"""

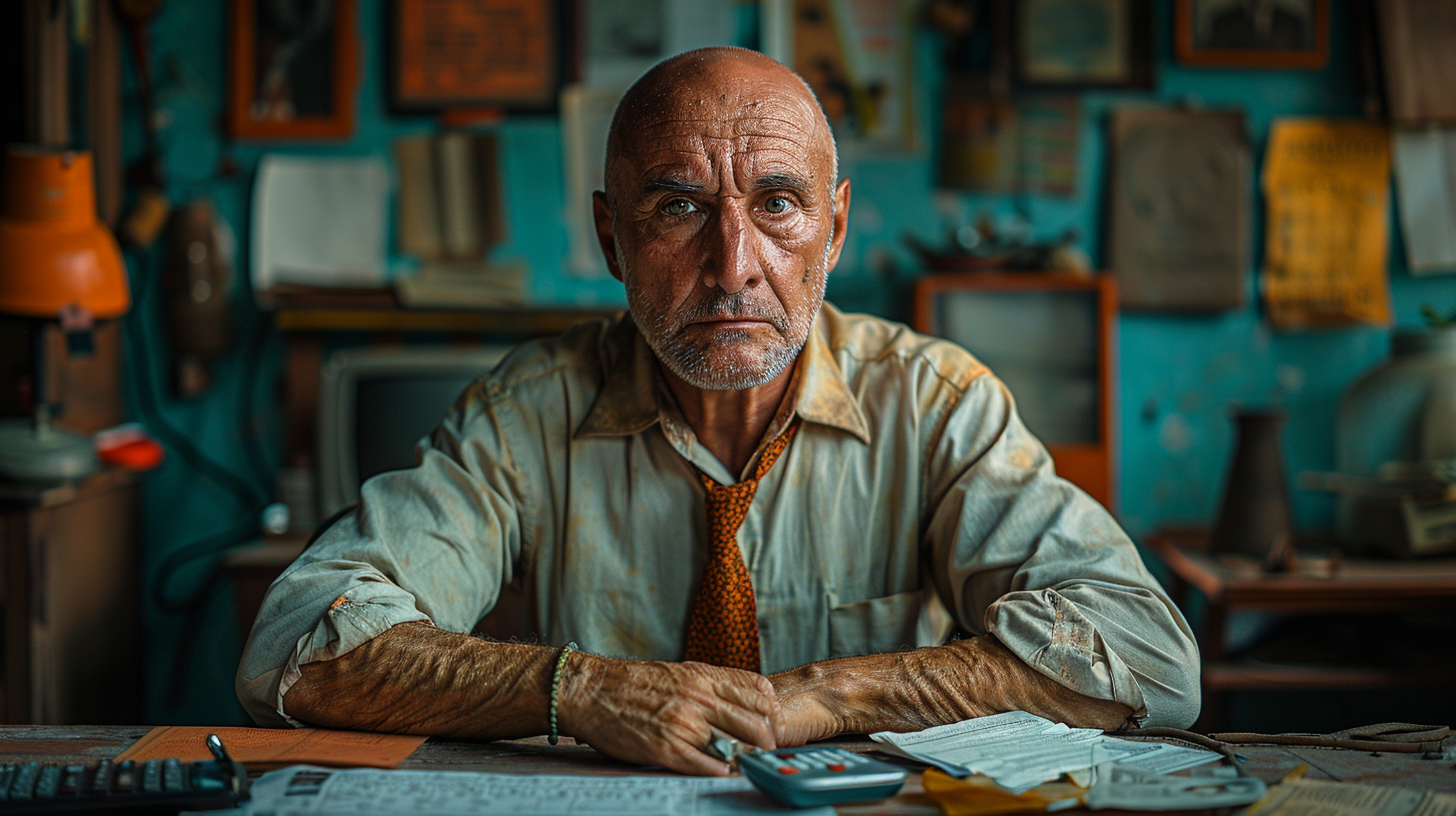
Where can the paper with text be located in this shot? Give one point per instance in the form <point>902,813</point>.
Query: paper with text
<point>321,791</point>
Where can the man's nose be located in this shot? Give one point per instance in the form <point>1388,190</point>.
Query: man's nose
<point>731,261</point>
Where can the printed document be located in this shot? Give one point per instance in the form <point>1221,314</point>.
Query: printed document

"""

Work instructions — Rewrite all the lines above with each "shot" renamed to "image" and nothing else altered. Leave the pictures out.

Result of this exercise —
Where can the paper with text be located in this image? Give one point per instance in the form <point>902,813</point>.
Query: paper with text
<point>321,791</point>
Where can the man's nose be located in this image? Give one point per instance in the form <point>1388,190</point>.
Query: man's nose
<point>731,261</point>
Where can the printed document be located in this image? Give one point per instance in the form <point>1221,314</point>.
Query: printed document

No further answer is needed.